DATA FOR REVIEW Start Marker
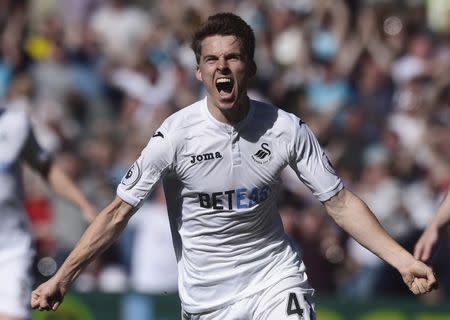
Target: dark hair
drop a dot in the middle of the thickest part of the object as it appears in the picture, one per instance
(225, 24)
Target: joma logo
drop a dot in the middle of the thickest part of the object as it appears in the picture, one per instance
(205, 156)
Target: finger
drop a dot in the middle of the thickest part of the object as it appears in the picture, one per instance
(34, 300)
(418, 251)
(56, 305)
(44, 303)
(421, 285)
(426, 253)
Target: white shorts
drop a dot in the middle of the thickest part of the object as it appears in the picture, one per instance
(283, 301)
(15, 285)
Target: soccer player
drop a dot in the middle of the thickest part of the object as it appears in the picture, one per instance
(427, 241)
(220, 160)
(18, 145)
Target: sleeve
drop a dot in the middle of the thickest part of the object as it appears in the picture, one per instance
(155, 161)
(311, 163)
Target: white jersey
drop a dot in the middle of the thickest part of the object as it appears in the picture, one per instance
(17, 143)
(221, 185)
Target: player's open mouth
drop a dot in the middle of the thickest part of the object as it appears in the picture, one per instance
(224, 86)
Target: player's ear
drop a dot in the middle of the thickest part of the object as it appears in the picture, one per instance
(198, 73)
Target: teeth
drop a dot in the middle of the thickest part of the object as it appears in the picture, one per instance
(223, 80)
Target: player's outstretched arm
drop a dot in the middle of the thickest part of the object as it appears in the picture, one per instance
(428, 239)
(353, 215)
(100, 234)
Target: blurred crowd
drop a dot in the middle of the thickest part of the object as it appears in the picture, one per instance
(371, 78)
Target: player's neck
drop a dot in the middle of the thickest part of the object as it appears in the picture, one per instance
(232, 115)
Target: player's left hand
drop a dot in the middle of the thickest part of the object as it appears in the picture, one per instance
(419, 277)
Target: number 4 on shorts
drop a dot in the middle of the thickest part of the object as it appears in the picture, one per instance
(293, 306)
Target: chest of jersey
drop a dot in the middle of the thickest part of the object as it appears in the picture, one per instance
(229, 171)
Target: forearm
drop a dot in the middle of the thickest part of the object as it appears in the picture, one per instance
(353, 215)
(100, 234)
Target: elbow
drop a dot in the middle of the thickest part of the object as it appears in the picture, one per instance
(119, 214)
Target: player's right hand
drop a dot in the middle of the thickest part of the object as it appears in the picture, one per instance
(419, 277)
(48, 296)
(426, 243)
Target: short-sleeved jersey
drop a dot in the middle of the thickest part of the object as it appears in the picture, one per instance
(17, 144)
(221, 185)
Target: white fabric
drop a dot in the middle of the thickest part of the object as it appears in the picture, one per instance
(221, 184)
(17, 143)
(154, 273)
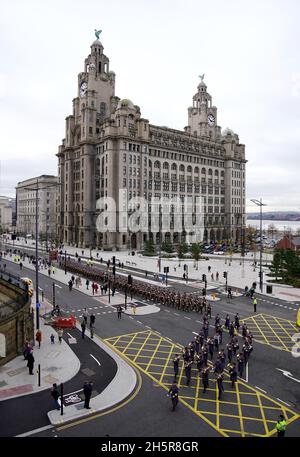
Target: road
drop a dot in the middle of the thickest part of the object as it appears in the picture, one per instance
DATA FOR REVIEW End Marker
■ BRIEF
Above are the records; repeat exactly the lines from the one holding "Target: teeth" down to the one holding "Target: player's right hand", end lines included.

■ OUTPUT FOR THIS EXERCISE
Target: teeth
drop a dot in the middle of the thickest part of the object as it appears in the picture, one per instance
(223, 80)
Target: player's outstretched arm
drop a dot in the middle of the thickest part of the object as it appears in the picture, one per instance
(428, 239)
(353, 215)
(100, 234)
Target: blurred crowd
drop a dot in the middle of the thickest part of the object as it appears in the picture, one per instance
(371, 78)
Target: player's neck
drop a dot in the middle of the thickest part of the object as it appears in the picture, one per instance
(232, 115)
Target: player's left hand
drop a dot in the middle of the thickest part of the object as it appears in the picture, one per instance
(419, 277)
Target: number 4 on shorts
drop a dot in the middle of the thickest part of the object as it appears in the picture, one per instance
(293, 306)
Target: chest of jersey
drop a dot in the middle of the thickest part of the object as it appears in the picture, one per instance
(229, 171)
Target: forearm
drop a dot in the middle of the thickest part of the object as it appears in the picture, one per instance
(353, 215)
(100, 234)
Target: elbow
drop a dot in the middle of the thickest part of the object as it appears in the picture, one per instance
(119, 214)
Target: player's right hand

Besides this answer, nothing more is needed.